▶ _SOURCE DOCUMENT_:
^^^^^^^^
This study leverages the WUSTL_2018^[30]1) and WUSTL-IIoT-2021^[5]2): datasets for the attack traffic, comprising IIoT network data for cybersecurity research. The dataset includes various IoT attacks, such as distributed denial of service, command injection, backdoors, and reconnaissance. The WUSTLIIoT-2021 dataset size is approximately 2.7 GB and covers about 53 hours of data samples. It was generated using the IIoT testbed^[5], designed to closely mimic real-world industrial systems and enable the execution of authentic cyber-attacks. The model experimentation was with total data observations of the 1,194,464, 1,107,448 normal samples, 87,016 attack samples, and 41 data features split using the train-test-split modules in Keras and Scikit-learn in the proportion of training (60%), testing (25%), and validation (15%), respectively, for reproducibility. The dataset was selected based on its relevance to cyberattacks in IIoT networks. Table 1 shows the dataset attack descriptions.

1) https://www.cse.wustl.edu/jain/iiot/index.html

2) https://ieee-dataport.org/documents/wustl-iiot-2021

The simulation environment is a system equipped with an Intel Core i5-8500 CPU @3.00GHz and 8GB RAM, using Python 3.0. This study evaluated the Decision Tree, Random Forest, Naive Bayes, and Deep Neural Network (DNN) due to their significance and dominance in classification problems. Moreover, it established notable performance in processing large, complex, and noisy data^[10,21]. The choice of the four (4) representative algorithms hinges on their established performance^[8,10,15]>.

Table 1.

Statistical Details of the Evaluated WUSTL-IIoT-2021 and WUSTL-2018 Datasets

4.2 Summary of Evaluation

Fig. 2 is a heatmap visually comparing the feature importance rankings between the original and the variation of the decision tree and random forest models in binary classification. A side-by-side comparison of the degree of feature importance rankings between the original and the varied model with the purple color representing the higher distribution. Similarly, is provided in Fig. 3 measuring the feature importance rankings of the naive bayes and deep neural networks. It distinguishes the degree of the feature importance rankings by the evaluated variant and original models. Notably, a high degree of variability represented in yellow shows the instability of the naive bayes and DNN in IIoT data. Each feature shows how its importance value differs between the initial and variation scenarios. The higher importance value indicates that the feature substantially influences the model’s predictions. Comparing these values in the heatmap enables insights into how changes in the model or data affect the relative importance of features.

Analyzing the feature rankings of the evaluated models in CSI performance in a multi-class scenario, Fig. 4 and Fig. 5 illustrate the degree of stability by the decision tree, random forest, naive bayes, and DNN algorithms. The decision tree and random forest algorithms demonstrated a high proportion of feature ranking stability over the other compared algorithms. The consistency in the heatmap color shows its level of stability with a few color variations in yellow and blue. It affirms the suitability of the tree algorithms as choice candidates for IIoT anomaly/intrusion detection. The proportion of variability demonstrated by the color contrasts exhibited by the naive bayes and DNN confirms its unsuitability for heterogeneous IIoT sensor data. Consequently, the consistency in the stability of the decision tree, particularly for the multiclass classification validates its applicability in a highly complex scenario like IIoT, in contrast to the instability displayed by the random forest, naive bayes, and DNN evidenced by the variability in coloration, especially for multi-class classification. The comparative analysis shows the performance of the evaluated models regarding the significance of the data features and their rankings in IIoT intrusion detection.
^^^^^^^^
▶ _GIVEN REQUEST_: Resume the passage on feature importance stability in IIoT intrusion detection models immediately after its final sentence, and continue it in the same formal, technical register.
^^^^^^^^
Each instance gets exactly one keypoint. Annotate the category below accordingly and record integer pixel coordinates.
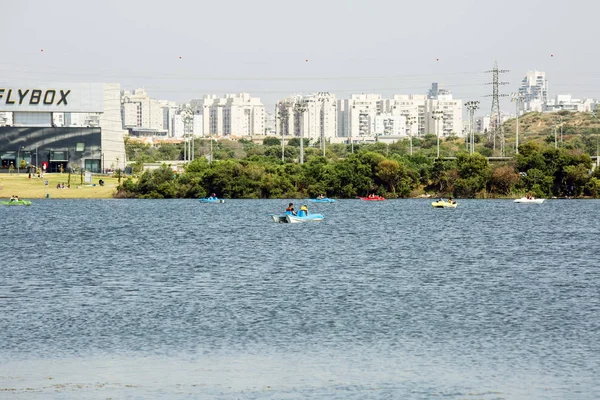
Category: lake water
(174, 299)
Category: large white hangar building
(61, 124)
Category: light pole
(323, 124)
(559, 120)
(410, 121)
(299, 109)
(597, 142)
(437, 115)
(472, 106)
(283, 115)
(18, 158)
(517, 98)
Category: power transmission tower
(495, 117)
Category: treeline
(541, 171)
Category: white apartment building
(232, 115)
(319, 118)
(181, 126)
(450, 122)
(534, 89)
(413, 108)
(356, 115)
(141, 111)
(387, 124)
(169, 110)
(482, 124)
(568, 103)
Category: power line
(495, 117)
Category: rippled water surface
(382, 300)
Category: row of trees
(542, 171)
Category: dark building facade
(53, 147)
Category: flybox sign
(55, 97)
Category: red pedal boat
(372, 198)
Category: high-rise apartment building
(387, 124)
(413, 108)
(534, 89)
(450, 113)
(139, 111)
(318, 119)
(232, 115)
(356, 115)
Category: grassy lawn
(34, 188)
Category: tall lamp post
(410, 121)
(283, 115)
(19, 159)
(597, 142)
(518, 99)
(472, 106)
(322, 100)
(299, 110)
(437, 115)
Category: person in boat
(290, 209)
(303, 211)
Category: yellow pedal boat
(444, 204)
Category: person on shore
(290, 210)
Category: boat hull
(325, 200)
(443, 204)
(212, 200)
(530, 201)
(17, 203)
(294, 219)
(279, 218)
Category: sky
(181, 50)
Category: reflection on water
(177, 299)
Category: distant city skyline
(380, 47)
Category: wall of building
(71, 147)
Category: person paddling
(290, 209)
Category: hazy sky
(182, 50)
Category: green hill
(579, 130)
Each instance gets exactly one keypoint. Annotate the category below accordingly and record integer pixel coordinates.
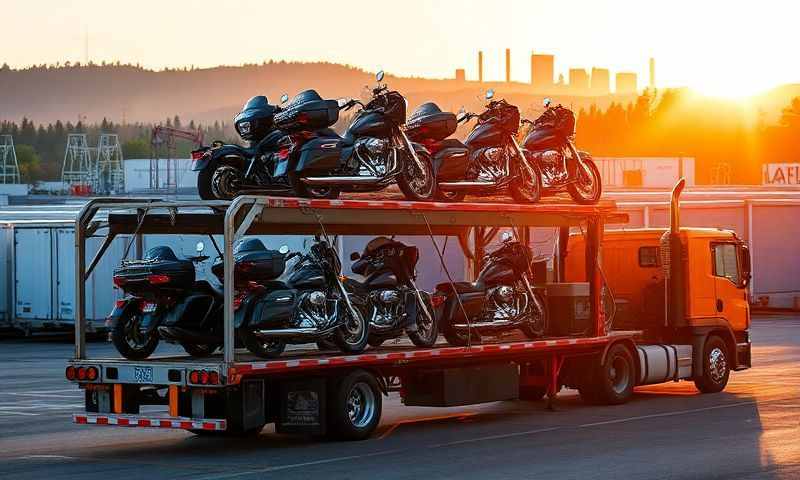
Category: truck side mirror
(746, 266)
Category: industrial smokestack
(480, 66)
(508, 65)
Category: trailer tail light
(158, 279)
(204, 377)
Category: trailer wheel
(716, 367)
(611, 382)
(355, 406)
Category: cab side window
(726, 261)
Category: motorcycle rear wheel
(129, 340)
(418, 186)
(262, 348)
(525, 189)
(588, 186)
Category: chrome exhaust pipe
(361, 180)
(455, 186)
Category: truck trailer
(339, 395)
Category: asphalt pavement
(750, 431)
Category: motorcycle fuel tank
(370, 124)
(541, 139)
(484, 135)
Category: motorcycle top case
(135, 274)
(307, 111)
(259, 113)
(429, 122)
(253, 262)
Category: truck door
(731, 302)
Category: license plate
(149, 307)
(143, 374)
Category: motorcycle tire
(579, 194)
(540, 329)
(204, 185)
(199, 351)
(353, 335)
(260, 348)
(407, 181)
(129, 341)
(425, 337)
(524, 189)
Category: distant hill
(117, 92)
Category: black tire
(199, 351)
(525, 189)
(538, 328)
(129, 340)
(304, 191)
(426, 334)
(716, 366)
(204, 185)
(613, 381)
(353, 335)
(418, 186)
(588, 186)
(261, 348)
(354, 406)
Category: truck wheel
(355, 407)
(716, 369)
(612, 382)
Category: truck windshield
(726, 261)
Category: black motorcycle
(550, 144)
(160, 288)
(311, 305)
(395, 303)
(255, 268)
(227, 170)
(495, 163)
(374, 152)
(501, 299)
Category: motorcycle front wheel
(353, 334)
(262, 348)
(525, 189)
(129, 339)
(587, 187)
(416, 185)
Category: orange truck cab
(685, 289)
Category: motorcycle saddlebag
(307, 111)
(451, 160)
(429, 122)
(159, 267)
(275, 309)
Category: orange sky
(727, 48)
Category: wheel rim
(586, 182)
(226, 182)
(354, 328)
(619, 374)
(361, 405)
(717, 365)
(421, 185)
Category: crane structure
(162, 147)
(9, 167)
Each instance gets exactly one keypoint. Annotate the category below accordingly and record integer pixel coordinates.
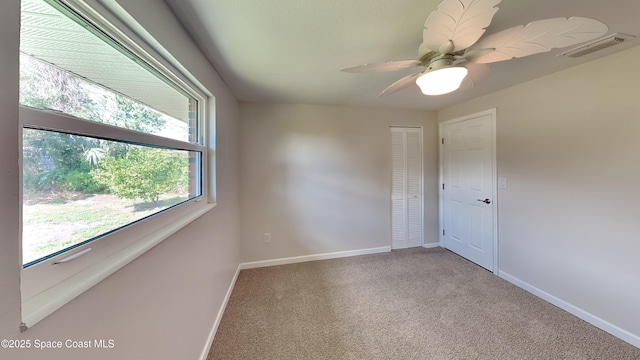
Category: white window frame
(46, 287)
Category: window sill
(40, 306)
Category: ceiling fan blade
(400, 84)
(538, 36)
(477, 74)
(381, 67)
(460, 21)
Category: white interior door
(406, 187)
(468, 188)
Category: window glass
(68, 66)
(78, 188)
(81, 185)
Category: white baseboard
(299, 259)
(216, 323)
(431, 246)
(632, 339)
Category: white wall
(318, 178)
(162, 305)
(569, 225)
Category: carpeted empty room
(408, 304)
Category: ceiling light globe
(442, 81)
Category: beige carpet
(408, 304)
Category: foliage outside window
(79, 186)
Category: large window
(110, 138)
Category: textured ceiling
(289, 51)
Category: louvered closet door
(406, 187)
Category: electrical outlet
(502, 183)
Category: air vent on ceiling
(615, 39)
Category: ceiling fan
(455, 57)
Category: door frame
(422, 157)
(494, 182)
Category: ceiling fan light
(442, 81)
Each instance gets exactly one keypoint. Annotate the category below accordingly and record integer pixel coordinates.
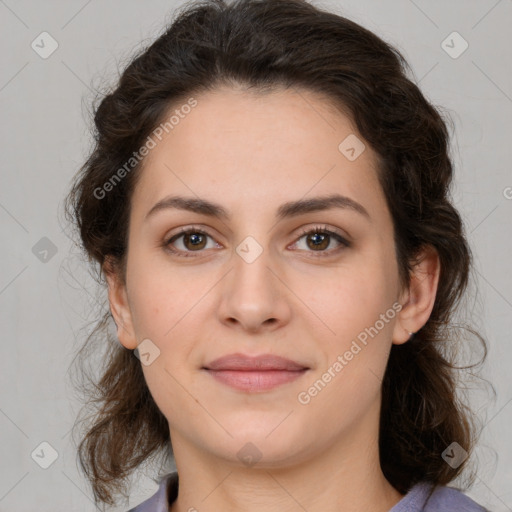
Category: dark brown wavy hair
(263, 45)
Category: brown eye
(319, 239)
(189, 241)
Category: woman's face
^^^^^^^^
▶ _EXERCISE RESULT_:
Fig. 2.

Heatmap showing the comparison of the feature importance rankings between the original and the varied compared models of the decision tree and random forest in the WUSTL-2018 dataset scenario.

Fig. 3.

Heatmap showing the comparison of the feature importance rankings between the original and the varied compared models of naive bayes and deep neural networks in the WUSTL-2018 dataset scenario.

Fig. 4.

Heatmap comparing the feature importance rankings between the original and the varied compared models of the decision tree and random forest in the WUSTL-IIoT-2021 dataset scenario.

Fig. 5.

Heatmap comparing the feature importance rankings between the original and the varied compared models of naive bayes and deep neural networks in the WUSTL-IIoT-2021 dataset scenario.

Consequently, Fig. 6 and Fig. 7 show the intensity of stability of the evaluated models. The CSI of the multi-class is considered due to varying data features and attack scenarios to show the consistency in stability observed as demonstrated by the tree algorithms. It confirms the aptness of the tree algorithms for intrusion in diverse heterogeneous IIoT networks^[31].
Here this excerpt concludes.